To-do list:
(A) Decide whether each statement below agrees with the passage on Biafra, answering yes or no and quoting the deciding words of the passage. (i) P37 warns that property owned outside the Biafra regions would stop belonging to those who secede. (ii) The passage describes social actor positioning as having three possible stances. (iii) The passage calls the verb choice 'trembled' a graduation strategy.
(B) Rewrite the passage on Biafra, starting with "Primarily, these posts" and going on through "about the agitations.", and substitute "protests" for every "agitations".

Quoted passage:

It is common knowledge that because of their enterprising nature, Igbo people have huge investments across Nigeria, and the average Igbo (wo)man jealously guards her/his finances; in fact, many Nigerians believe that s/he is acutely money-conscious/money-driven. P37 acts on this dialogic knowledge in a manipulative play on the cognition of the activists to attempt to dissuade Biafrans from embarking on secession moves, reminding them of the huge investments they have made in Nigeria, and indirectly suggesting that many of them would not want to part with these just in a bid to have their own independent country. The post therefore issues specific threats that every property owned in non-Biafra regions ceases to be theirs if they secede. Though this might just pass off as another negative comment, it directly attacks the ideology of the Igbo people. This reminder, therefore, probably awakens the selfish consciousness of what the Igbo people might stand to lose; hence, it is likely to dissuade the rich and influential from actively partaking in secession agitations: ‘When a small child is cutting a tree in the forest, the elders watch the possible directions the tree might fall’, that is a Yoruba proverb [Yorubas are supposedly the cowards and betrayers of Biafra] … I wish you guys the best of luck as you create Biafra … (NVS)
Primarily, these posts holistically place unfavourable/negative valuation (appreciation) on the agitations, and one can infer that the writers of the posts, through their respective stances, consciously and categorically discourage other participants from supporting the Biafra cause. To these posters, the Internet is a viable platform for them to contribute to the ongoing discourses about the agitations.
Positive self-representation
Social actor positioning or representation is binary. It is either stanced in alignment with the social actor or in non-alignment with the social actor within a larger semiotic system. Hence, while there are posts that express negative valence towards Biafra and Biafrans, some other posts positively construct the Biafran identity. These posts feature self-representation strategies that emphasise the strengths, potentials and abilities of the ‘we in-group’ and attempt to justify the Biafra quest for secession. These strategies include descriptive adjectives, nominal constructs, verbal constructs, argumentation, evidentiality and positive analogy through metaphors and similes.
In socially representing themselves as the ‘we in-group’, Biafrans describe themselves with descriptive adjectives such as ‘industrious’ and ‘innovative’; they claim to possess ‘the Midas touch’ (P291), and claim that ‘At the mention of biafra, every nigerian trembled’ (P303). These adjectival, nominal and verbal constructs are an expression of positive judgements of the capacity of Biafrans. The verb choice ‘trembled’ is a graduation strategy for stance meaning, as ‘fear’ is up-scaled with additional stanced semantic function to intensify the process being described, vis-a-vis that Nigerians are intimidated by Biafrans. In a similar intensification graduation stance, the strength of the ‘we in-group’ is further celebrated when P337 chooses the maximiser ‘completely’ in remarking that Nigeria is nothing without the Igbos; hence, if the ethnic group (which incidentally is the most dominant ethnic group in the region known as Biafra) secedes from Nigeria, Nigeria will ‘fall’. The poster then argues that this is the premise upon which the federal government represses secession: ‘They will fall completely the day they do’ (P337). Though seemingly hyperbolic, this statement indicates the high level of commitment that the poster has in the proposition, and because of this investment, it is easy to convince other interactants that what is expressed is valid, especially as it is ego-boosting to other activists and a motivation to non-committed Biafrans to join the activism.

Supplied records:

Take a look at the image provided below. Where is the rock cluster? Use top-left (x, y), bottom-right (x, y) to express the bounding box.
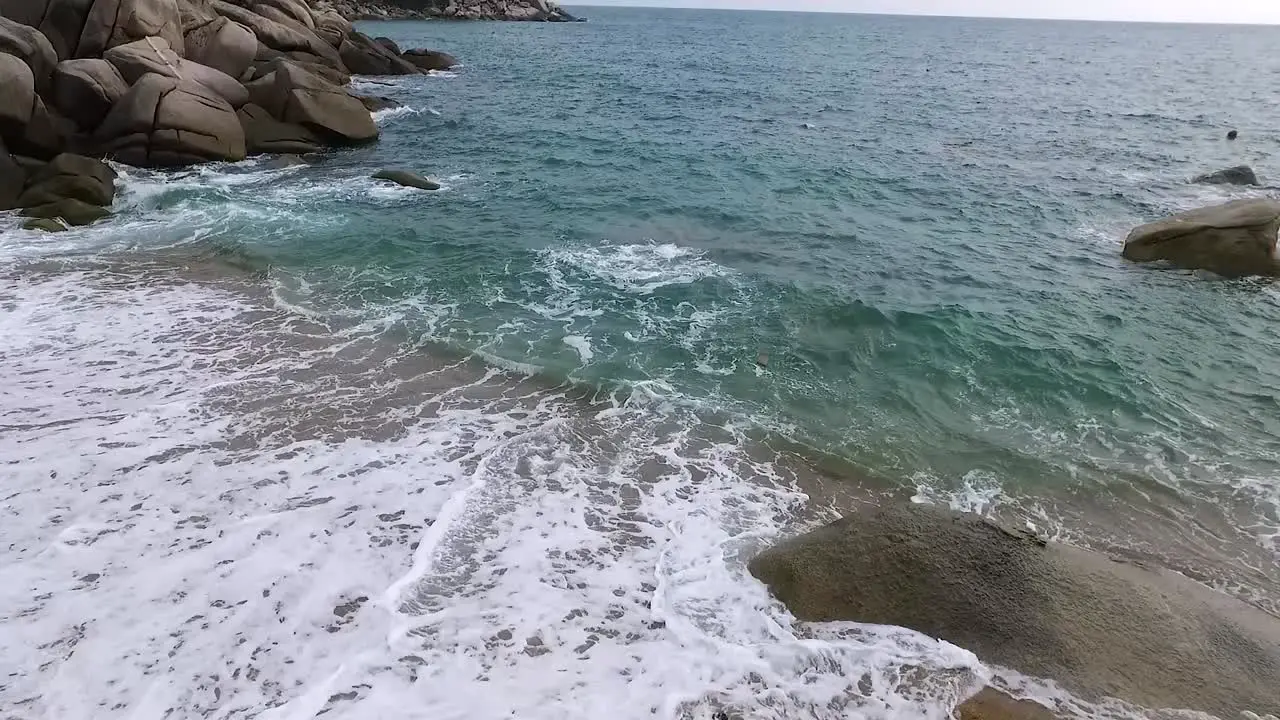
top-left (329, 0), bottom-right (581, 23)
top-left (0, 145), bottom-right (115, 232)
top-left (0, 0), bottom-right (456, 204)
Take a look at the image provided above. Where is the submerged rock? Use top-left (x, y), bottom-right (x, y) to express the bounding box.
top-left (372, 170), bottom-right (440, 190)
top-left (403, 47), bottom-right (458, 70)
top-left (750, 505), bottom-right (1280, 717)
top-left (22, 197), bottom-right (111, 225)
top-left (1124, 200), bottom-right (1280, 278)
top-left (1192, 165), bottom-right (1261, 184)
top-left (18, 152), bottom-right (115, 208)
top-left (351, 92), bottom-right (402, 113)
top-left (955, 688), bottom-right (1056, 720)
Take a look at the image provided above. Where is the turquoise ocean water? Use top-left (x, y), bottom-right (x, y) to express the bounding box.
top-left (0, 9), bottom-right (1280, 717)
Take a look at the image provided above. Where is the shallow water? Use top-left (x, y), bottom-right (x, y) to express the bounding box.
top-left (0, 9), bottom-right (1280, 719)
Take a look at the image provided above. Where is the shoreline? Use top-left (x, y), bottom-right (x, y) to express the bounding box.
top-left (6, 248), bottom-right (1280, 716)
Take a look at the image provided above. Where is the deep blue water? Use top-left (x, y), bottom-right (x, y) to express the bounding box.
top-left (355, 9), bottom-right (1280, 561)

Full answers:
(A)
(i) Yes: "every property owned in non-Biafra regions ceases to be theirs if they secede"
(ii) No: "Social actor positioning or representation is binary."
(iii) Yes: "The verb choice ‘trembled’ is a graduation strategy for stance meaning"

(B)
Primarily, these posts holistically place unfavourable/negative valuation (appreciation) on the protests, and one can infer that the writers of the posts, through their respective stances, consciously and categorically discourage other participants from supporting the Biafra cause. To these posters, the Internet is a viable platform for them to contribute to the ongoing discourses about the protests.